**Passage shown**
+---+

Soundtrack album by Various artists
- Released: May 6, 2016
- Recorded: 2015–16
- Genres: Pop; rock; country; hip hop; electronic;
- Length: 48:43
- Label: Atlantic

Singles from The Angry Birds Movie (Original Motion Picture Soundtrack)
- "I Will Survive (Demi Lovato cover)" Released: May 5, 2016;

= The Angry Birds Movie (soundtrack) =

2016 soundtrack albums

Two soundtracks were released for The Angry Birds Movie, a 2016 animated comedy film based on the Rovio Entertainment's Angry Birds franchise: an original soundtrack and an original score. The first album featured music ranging from various genres and artists such as Blake Shelton, Demi Lovato, Imagine Dragons, Charli XCX (who voiced Willow in the film), Peter Dinklage amongst several others, and released on May 6, 2016. The second album featured score composed by Heitor Pereira and released the following week. Both albums were distributed by Atlantic Records.

== The Angry Birds Movie (Original Motion Picture Soundtrack) ==

The film's soundtrack, titled The Angry Birds Movie (Original Motion Picture Soundtrack), was released on May 6, 2016. Demi Lovato covered the 1978 single "I Will Survive" performed by Gloria Gaynor. The song was later released as a single on May 5, 2016, ahead of the film's soundtrack release. In April 2016, producer John Cohen announced that Charli XCX who voiced Willow in the film, would also contribute the song "Explode".

=== Reception ===
Sage Young of Bustle wrote "The Angry Birds Movie soundtrack is a weird, wonderful collection of guilty pleasures that will entertain kids and adults".

+---+

[Records from a collection]
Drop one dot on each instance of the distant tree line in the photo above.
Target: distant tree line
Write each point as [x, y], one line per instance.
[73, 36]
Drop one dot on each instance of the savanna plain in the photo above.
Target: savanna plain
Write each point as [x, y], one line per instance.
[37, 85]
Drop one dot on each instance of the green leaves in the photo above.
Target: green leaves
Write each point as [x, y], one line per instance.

+---+

**Instructions**
A – Arrange the records, from the line containing "Drop one dot on each instance of the green" through the end of the records inclusive, as a numbered list with blank lines omitted.
B – Pick up the passage on The Angry Birds Movie soundtrack where it stops and carry it forward.

**In response**
A –
1. Drop one dot on each instance of the green leaves in the photo above.
2. Target: green leaves
3. Write each point as [x, y], one line per instance.

B –
=== Track listing ===

The Angry Birds Movie (Original Motion Picture Soundtrack) track listing
| No. | Title | Performed by | Length |
|---|---|---|---|
| 1. | "Friends" | Blake Shelton | 3:04 |
| 2. | "I Will Survive" | Demi Lovato | 4:05 |
| 3. | "Wonderful Life (Mi Oh My)" | Matoma | 3:30 |
| 4. | "On Top of the World" | Imagine Dragons | 3:12 |
| 5. | "Explode" | Charli XCX | 3:45 |
| 6. | "Never Gonna Give You Up" | Rick Astley | 3:34 |
| 7. | "Rock You Like a Hurricane" | Scorpions | 4:16 |
| 8. | "Fight" | Steve Aoki | 3:52 |
| 9. | "Wild Thing" | Tone Lōc | 4:25 |
| 10. | "Sound of da Police" | KRS-One | 4:18 |
| 11. | "Behind Blue Eyes" | Limp Bizkit | 4:31 |
| 12. | "The Mighty Eagle Song" | Peter Dinklage | 2:06 |
| 13. | "The Mighty Red Song" | The Hatchlings and the Blues | 0:47 |
| 14. | "The Angry Birds Movie Score Medley" | Heitor Pereira | 3:18 |

=== Charts ===

| Chart (2016) | Peak position |
|---|---|
| UK Soundtrack Albums (OCC) | 48 |

=== Accolades ===

| Award | Date | Category | Recipient(s) | Result | Ref(s). |
|---|---|---|---|---|---|
| Teen Choice Awards | July 31, 2016 | Choice Music: Song from a Movie or TV Show | "I Will Survive" by Demi Lovato | Nominated |  |

== The Angry Birds Movie (Original Motion Picture Score) ==

On August 26, 2015, Heitor Pereira in an interview to Variety revealed that he would compose the score for The Angry Birds Movie. Pereira described the score as a tapestry of melodies, aside utilizing instruments that include ukuleles, electric guitars, distorted samples of guitar, and analogue synths, he "recorded bird wings flapping, feathers ruffling, woodpecker beaks pecking on a tree, and bird songs"; those sounds were edited, filtered and sampled in order to create percussion tool kits to compose unique themes for each character in the film. The film's score was released on May 13, 2016.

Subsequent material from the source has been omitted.